Only the number is wanted: how many lines of these entries contain the word "silver"?

* **Exercise material**:
******
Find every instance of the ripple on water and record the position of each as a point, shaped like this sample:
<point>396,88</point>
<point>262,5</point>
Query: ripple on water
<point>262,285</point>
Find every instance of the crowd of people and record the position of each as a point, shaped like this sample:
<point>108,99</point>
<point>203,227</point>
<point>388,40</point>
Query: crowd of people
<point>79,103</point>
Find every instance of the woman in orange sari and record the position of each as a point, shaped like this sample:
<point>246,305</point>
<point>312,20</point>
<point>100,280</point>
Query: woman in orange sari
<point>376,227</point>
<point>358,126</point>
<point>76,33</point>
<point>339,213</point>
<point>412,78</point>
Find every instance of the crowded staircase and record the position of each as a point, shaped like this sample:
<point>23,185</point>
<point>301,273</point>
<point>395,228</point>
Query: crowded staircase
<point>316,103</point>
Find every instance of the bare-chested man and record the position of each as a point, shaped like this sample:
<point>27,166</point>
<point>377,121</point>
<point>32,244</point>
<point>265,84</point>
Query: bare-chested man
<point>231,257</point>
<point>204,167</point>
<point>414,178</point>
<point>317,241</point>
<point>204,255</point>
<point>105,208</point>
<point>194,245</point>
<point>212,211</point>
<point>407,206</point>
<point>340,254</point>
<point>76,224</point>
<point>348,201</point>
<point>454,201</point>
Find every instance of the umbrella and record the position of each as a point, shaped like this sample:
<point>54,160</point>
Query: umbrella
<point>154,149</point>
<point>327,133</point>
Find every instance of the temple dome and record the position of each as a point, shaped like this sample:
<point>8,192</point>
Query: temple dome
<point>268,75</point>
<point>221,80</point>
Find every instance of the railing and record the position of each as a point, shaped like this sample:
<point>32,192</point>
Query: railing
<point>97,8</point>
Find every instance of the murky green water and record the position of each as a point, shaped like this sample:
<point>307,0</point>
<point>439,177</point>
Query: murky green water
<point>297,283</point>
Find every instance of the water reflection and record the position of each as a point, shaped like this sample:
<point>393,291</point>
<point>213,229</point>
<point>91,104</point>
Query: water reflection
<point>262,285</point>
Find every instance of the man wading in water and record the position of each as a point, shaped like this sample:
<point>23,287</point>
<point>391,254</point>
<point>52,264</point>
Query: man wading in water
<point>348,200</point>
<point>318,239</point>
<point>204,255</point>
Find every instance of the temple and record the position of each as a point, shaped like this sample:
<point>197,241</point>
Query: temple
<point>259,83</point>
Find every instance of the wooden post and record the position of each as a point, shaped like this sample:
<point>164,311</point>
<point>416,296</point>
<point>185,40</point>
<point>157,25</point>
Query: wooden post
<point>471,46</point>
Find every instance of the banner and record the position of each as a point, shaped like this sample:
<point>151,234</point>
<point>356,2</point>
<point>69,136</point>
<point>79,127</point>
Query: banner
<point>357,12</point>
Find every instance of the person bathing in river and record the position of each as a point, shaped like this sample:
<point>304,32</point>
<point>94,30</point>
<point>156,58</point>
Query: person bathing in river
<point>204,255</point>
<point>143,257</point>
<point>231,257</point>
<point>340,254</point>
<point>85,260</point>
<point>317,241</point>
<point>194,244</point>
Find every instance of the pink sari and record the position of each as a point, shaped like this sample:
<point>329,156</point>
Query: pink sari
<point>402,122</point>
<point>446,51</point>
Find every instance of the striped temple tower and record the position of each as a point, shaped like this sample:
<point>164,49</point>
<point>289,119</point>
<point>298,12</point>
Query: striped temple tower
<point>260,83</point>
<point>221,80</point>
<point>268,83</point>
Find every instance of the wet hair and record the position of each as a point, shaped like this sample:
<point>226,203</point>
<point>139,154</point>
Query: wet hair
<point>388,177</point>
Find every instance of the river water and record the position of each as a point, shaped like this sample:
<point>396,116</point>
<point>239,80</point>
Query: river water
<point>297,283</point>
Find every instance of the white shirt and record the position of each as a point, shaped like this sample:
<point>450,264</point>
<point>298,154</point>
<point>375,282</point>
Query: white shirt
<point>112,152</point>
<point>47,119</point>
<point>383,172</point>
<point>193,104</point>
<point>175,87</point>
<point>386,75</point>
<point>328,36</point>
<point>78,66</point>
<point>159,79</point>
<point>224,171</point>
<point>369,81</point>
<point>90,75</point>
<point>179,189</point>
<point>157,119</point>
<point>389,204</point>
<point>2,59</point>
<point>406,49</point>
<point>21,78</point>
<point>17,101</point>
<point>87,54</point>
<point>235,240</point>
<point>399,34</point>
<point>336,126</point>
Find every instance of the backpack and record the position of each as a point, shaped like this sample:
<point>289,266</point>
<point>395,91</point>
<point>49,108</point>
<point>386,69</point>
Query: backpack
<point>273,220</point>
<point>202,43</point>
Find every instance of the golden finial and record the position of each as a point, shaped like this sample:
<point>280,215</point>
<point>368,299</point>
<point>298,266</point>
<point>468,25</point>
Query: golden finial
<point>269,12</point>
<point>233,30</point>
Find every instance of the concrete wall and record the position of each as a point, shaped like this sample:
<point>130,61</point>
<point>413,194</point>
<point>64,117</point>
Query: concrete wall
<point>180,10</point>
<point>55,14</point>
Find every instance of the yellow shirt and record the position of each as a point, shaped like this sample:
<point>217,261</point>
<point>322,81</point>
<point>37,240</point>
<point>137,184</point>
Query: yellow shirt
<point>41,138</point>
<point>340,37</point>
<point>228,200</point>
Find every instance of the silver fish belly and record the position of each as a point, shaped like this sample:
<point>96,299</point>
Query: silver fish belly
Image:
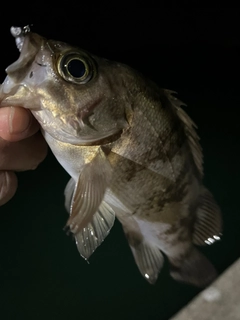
<point>130,149</point>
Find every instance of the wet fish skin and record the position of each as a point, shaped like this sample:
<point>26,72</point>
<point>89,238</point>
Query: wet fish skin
<point>130,149</point>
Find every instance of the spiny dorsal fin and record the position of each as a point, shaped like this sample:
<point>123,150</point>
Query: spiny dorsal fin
<point>189,127</point>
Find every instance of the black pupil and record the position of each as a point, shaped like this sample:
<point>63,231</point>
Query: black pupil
<point>76,68</point>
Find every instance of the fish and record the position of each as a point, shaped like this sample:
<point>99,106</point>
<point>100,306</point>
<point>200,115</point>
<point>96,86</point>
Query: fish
<point>131,152</point>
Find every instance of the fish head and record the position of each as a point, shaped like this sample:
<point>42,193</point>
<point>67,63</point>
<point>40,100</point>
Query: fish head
<point>75,96</point>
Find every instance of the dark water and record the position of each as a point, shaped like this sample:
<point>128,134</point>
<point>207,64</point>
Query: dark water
<point>42,275</point>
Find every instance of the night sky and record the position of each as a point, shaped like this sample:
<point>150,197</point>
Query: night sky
<point>195,52</point>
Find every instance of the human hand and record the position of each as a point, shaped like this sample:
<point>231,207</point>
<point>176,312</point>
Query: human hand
<point>22,147</point>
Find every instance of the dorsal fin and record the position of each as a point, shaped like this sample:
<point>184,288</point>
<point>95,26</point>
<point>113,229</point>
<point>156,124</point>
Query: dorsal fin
<point>189,128</point>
******
* **Output of the exercise**: 2